* Begin Working data *
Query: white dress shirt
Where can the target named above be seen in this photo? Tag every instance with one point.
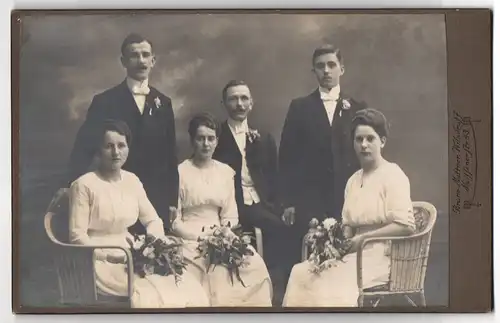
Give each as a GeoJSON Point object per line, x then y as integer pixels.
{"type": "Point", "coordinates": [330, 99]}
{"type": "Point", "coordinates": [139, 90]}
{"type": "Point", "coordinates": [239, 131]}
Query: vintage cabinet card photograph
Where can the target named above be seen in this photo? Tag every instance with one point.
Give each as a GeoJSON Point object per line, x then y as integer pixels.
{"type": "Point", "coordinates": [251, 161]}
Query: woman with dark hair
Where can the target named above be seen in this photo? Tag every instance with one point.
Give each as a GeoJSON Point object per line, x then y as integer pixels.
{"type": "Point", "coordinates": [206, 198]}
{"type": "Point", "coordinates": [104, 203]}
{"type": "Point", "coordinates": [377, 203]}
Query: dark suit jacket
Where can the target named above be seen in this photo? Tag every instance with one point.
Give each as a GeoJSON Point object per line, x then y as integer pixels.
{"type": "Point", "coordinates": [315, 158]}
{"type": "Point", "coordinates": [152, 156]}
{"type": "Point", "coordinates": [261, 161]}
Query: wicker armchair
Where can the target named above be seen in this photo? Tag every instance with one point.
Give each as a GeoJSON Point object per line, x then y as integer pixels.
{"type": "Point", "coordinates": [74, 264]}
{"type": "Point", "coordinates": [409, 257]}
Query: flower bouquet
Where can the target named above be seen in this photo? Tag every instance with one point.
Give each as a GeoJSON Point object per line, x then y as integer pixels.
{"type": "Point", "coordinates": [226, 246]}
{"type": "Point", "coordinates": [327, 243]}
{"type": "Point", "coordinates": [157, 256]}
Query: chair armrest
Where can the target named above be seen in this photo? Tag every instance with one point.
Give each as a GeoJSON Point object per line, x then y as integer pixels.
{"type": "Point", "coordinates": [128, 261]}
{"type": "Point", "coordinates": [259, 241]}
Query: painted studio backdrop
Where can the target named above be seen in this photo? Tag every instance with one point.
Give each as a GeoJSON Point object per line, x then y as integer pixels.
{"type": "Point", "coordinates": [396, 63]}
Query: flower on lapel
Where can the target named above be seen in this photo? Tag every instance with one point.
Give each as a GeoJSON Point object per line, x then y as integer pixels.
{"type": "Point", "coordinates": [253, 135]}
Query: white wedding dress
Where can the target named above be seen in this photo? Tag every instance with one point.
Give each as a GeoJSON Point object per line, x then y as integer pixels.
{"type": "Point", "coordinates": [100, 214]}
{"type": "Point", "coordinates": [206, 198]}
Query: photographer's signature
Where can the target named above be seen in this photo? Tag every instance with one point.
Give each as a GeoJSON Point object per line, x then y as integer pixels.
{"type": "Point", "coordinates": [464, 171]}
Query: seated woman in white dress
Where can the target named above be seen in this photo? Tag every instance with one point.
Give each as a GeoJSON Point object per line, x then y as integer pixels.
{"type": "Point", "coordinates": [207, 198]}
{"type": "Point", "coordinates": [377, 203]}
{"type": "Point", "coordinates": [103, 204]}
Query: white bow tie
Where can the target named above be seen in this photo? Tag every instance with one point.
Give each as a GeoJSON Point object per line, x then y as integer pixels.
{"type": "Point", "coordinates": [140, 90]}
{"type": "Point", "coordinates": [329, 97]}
* End Working data *
* Begin Working data *
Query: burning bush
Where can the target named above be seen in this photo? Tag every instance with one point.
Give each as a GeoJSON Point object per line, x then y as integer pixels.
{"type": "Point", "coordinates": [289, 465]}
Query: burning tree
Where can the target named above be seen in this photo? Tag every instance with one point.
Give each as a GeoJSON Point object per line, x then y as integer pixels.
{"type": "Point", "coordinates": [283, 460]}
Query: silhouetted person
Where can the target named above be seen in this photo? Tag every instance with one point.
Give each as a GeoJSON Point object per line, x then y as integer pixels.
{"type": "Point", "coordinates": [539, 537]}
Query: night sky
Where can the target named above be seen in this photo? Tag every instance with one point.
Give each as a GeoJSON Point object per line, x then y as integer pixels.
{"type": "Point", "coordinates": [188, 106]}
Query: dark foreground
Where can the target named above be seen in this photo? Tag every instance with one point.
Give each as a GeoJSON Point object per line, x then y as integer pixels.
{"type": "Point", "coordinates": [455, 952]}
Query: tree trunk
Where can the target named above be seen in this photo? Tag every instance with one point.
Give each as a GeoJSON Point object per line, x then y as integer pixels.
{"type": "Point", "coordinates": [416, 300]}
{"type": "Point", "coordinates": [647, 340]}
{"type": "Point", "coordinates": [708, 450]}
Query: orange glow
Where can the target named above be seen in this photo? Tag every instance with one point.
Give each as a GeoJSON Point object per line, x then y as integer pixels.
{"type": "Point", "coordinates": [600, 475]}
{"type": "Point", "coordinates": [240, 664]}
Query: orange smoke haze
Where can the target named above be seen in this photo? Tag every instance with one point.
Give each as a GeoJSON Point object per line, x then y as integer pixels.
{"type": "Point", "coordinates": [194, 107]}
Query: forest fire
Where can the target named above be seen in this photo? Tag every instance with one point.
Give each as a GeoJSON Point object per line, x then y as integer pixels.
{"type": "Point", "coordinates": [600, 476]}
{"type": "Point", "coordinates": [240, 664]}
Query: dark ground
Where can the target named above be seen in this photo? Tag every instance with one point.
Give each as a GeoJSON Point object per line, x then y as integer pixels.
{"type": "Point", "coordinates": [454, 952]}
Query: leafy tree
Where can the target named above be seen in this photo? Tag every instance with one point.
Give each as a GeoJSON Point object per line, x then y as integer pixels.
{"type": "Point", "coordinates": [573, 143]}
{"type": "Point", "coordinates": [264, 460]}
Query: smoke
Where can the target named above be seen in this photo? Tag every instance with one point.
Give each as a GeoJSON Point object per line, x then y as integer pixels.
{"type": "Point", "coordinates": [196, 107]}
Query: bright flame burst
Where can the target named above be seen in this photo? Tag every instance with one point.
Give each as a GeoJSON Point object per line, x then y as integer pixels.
* End Working data *
* Begin Working data *
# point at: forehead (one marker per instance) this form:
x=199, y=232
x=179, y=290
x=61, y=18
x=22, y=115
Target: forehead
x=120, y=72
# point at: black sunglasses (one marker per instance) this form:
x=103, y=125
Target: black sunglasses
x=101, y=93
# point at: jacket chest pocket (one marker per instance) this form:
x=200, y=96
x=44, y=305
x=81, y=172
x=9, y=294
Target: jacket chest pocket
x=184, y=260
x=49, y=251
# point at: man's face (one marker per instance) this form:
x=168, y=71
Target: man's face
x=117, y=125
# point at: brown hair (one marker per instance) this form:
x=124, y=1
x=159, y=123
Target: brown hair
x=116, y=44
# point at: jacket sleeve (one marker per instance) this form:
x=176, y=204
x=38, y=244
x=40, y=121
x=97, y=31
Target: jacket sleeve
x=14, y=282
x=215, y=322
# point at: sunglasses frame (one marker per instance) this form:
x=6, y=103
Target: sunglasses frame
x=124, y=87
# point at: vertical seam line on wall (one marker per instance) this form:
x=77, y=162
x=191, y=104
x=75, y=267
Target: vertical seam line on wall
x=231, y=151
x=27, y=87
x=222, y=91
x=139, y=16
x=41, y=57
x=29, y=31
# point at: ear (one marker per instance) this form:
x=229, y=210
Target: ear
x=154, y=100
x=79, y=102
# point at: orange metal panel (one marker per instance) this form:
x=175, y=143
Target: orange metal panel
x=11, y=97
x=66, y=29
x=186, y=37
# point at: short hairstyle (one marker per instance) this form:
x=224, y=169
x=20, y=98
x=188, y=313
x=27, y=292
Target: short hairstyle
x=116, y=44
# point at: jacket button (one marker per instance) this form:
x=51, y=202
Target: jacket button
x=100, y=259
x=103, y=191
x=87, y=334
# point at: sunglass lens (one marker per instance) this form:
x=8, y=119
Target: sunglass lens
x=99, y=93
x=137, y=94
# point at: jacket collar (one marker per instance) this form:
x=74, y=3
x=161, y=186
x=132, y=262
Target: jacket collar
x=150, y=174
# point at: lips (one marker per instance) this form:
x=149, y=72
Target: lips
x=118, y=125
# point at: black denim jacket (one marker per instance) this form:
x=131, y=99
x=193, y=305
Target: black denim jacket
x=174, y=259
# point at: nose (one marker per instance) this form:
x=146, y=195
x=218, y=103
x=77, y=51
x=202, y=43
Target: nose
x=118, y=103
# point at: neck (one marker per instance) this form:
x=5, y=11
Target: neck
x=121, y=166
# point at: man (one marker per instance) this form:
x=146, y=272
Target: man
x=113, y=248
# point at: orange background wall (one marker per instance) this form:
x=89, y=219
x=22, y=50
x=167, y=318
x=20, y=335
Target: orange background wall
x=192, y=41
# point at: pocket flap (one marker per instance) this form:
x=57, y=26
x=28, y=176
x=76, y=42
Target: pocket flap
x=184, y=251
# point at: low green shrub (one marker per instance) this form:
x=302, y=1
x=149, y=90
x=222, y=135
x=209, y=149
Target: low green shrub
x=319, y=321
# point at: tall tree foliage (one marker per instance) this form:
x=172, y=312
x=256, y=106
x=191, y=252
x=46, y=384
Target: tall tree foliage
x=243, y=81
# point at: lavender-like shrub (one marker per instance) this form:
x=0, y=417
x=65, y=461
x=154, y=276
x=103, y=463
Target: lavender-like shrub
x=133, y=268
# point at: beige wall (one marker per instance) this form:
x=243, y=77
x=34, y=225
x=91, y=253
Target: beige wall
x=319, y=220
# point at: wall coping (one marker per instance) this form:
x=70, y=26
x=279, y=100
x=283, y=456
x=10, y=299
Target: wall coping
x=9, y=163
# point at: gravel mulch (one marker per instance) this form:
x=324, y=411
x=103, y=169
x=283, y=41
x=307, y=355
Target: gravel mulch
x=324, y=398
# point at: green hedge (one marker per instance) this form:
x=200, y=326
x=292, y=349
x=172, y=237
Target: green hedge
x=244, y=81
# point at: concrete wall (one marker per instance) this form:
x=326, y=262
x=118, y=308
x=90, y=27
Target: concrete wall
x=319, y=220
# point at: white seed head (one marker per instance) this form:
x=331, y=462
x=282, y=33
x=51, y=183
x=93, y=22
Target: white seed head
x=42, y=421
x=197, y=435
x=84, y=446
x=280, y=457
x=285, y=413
* End Working data *
Stated task:
Format the lines of the data above, from the line containing "# point at: ear" through the line containing "x=186, y=37", inclusive, as a JSON list of strings with one string per line and any blank lines omitted.

Correct output:
[
  "# point at: ear (one marker per instance) this form:",
  "x=229, y=210",
  "Target: ear",
  "x=154, y=100",
  "x=79, y=102",
  "# point at: orange metal panel (one marker per instance) this form:",
  "x=175, y=143",
  "Target: orange metal panel",
  "x=11, y=97",
  "x=66, y=29",
  "x=186, y=37"
]